» **WHAT YOU NEED TO DO**
Please retype all the data below exactly, line for line.

» **INPUT MATERIAL**
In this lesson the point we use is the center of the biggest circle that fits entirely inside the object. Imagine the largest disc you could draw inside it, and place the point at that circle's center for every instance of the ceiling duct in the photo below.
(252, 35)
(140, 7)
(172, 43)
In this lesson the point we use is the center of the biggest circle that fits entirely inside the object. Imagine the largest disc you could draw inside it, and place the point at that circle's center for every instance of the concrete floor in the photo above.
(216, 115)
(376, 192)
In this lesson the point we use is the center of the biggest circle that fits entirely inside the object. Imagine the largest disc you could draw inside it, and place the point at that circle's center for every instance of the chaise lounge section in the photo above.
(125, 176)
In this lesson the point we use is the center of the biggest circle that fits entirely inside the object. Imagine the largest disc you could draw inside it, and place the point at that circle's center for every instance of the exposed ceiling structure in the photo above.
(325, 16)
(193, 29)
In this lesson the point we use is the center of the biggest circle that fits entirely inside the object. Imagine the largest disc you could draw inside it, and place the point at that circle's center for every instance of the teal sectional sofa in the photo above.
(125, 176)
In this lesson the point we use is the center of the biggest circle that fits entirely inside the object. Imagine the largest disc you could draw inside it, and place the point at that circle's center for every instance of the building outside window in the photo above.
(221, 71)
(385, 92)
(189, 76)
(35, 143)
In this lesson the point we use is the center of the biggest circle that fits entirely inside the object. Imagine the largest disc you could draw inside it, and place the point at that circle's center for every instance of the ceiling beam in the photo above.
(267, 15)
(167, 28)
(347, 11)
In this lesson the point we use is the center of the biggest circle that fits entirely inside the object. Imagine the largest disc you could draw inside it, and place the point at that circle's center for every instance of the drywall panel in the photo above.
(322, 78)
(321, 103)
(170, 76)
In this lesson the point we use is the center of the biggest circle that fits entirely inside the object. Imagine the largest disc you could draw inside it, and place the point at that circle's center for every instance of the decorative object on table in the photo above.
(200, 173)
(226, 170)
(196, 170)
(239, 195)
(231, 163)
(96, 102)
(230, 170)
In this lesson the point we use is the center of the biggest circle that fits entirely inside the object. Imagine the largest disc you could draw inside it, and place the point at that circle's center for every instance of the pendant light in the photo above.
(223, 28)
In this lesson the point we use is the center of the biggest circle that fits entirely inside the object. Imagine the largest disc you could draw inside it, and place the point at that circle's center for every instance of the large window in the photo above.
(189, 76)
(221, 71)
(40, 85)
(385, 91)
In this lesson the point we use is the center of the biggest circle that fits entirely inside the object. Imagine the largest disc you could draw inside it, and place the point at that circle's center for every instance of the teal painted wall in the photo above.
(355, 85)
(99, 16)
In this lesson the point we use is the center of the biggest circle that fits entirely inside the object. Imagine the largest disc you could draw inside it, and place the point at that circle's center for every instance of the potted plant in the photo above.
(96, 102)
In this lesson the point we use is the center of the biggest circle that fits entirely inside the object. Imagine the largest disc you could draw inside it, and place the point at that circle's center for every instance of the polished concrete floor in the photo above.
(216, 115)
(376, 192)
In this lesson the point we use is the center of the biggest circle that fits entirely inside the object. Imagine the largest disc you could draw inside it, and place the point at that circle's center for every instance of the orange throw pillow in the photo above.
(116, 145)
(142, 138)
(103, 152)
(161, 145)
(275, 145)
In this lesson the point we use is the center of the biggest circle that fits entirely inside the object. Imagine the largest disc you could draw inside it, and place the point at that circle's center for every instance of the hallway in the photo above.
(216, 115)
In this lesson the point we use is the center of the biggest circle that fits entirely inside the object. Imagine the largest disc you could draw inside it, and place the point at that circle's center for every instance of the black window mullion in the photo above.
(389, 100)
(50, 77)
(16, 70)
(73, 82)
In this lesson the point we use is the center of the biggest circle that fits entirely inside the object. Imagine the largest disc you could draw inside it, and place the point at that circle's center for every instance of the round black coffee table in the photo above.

» **RESULT OF THIS TASK**
In this lesson the point we use is the center of the biggest circle that fits entirely inside the object. Imagine the largest disc you could draw inside it, and place the point at that circle's center for every instance of the ceiling duct in the photo below.
(252, 35)
(140, 7)
(172, 43)
In this lesson the point we use is the center of the biggest circle that fits entirely inside the object. Imagine the largest disc you could draw inside it, and place the point at that circle's center for every instance of the concrete floor in the photo above.
(216, 115)
(376, 192)
In this lesson the point we use is the center of the biggest circle that fits entirely inside the object. Imagine the largest disc you could draw inside it, and place the point at that circle's center for every instance of the chaise lounge section in the photo above.
(125, 176)
In this lesson the point we use is the center of the biggest circle that fits entirely inside the object. Imagine the largest disc you could draw inside it, and place the point at that circle's center for every instance of the exposed ceiling structure in the photo above.
(325, 16)
(193, 29)
In this lesson the point we use is the center of the biggest circle that fits entirely inside the object. Imagine the largest disc you could draw inside it, and place the point at that circle's center for every instance of the teal sectional sofa in the photo above.
(125, 176)
In this lesson the point we use is the center of the biggest circle that fits entirely inside the object. Imagine the largest disc you could draw inside it, and place the point at that circle's center for every instance of the building outside window in the photo above.
(221, 71)
(385, 92)
(189, 76)
(35, 143)
In this lesson the point we use is the center of the biggest circle that fits entirely inside the object. Imagine the largest disc you could draw inside it, and place the point at that circle's center for every instance of the ceiling beam in the photo above.
(267, 15)
(167, 28)
(347, 11)
In this lesson the point we use is the center of the biggest circle that fits entirely inside the object. Imagine the largest disc you could draw inside it, and place the point at that circle's center for every instance of the drywall panel in the photo above.
(322, 78)
(321, 103)
(170, 76)
In this lesson the point we use is the center of the biggest circle that fits entirely inside the object. Imagine the largest disc you could draw inside it, and place the point at that circle's center for every instance of the decorative object on table in the photo above.
(200, 173)
(226, 170)
(196, 170)
(239, 195)
(231, 163)
(96, 102)
(230, 170)
In this lesson the point we use is the center of the biggest circle that fits entirely inside the object. Imagine the largest disc you could draw inside it, and place the point at that circle's center for every instance of the pendant light in the photo above.
(223, 28)
In this lesson the point we use is the center of the biggest circle that fits entirely inside the object. Imagine the largest disc you could draw inside it, and place the point at that circle's center for every instance of the large window in the photo above.
(189, 76)
(221, 71)
(40, 85)
(385, 91)
In this lesson the point we use is the center of the biggest circle that fits entirely inside the object. Imagine the largest disc you could draw inside it, and place the point at that circle's center for every instance of the teal painted wall in the photo above.
(355, 85)
(99, 16)
In this lesson the point we use is the center of the biggest circle that fits entirely inside the object. Imagine the largest disc you could draw inside it, and place the point at that circle's center for every instance of the potted plant in the photo above.
(96, 102)
In this lesson the point we use is the center of the biggest circle that fits entirely inside the object. Imagine the largest disc you could draw inside it, and place the point at that circle's center for every instance of the polished concrete floor in the photo above.
(216, 115)
(376, 192)
In this lesson the point we use is the center of the biggest circle that fits entirely inside the object. Imagine the largest disc you could draw inside it, and place the point at that circle's center for every instance of the orange throw pillow in the photo above.
(116, 145)
(142, 138)
(103, 152)
(161, 145)
(275, 145)
In this lesson the point we use is the center of the biggest circle that fits entirely inside the object. Imagine the largest disc you could draw inside it, and place the point at that circle's center for every instance of the hallway in the photo above.
(216, 115)
In this lesson the point we use is the center of the biggest circle that fits entirely inside the object. Imagine the largest disc you could draw inside it, and place the point at that circle's center for every instance of the black window mullion in the photo above.
(389, 100)
(50, 77)
(16, 70)
(73, 82)
In this lesson the point we use is the center of the biggest circle that fits entirely inside the object. Imagine the largest disc you could draw inside it, and place the point at that circle's center for every instance of the round black coffee table in the photo above.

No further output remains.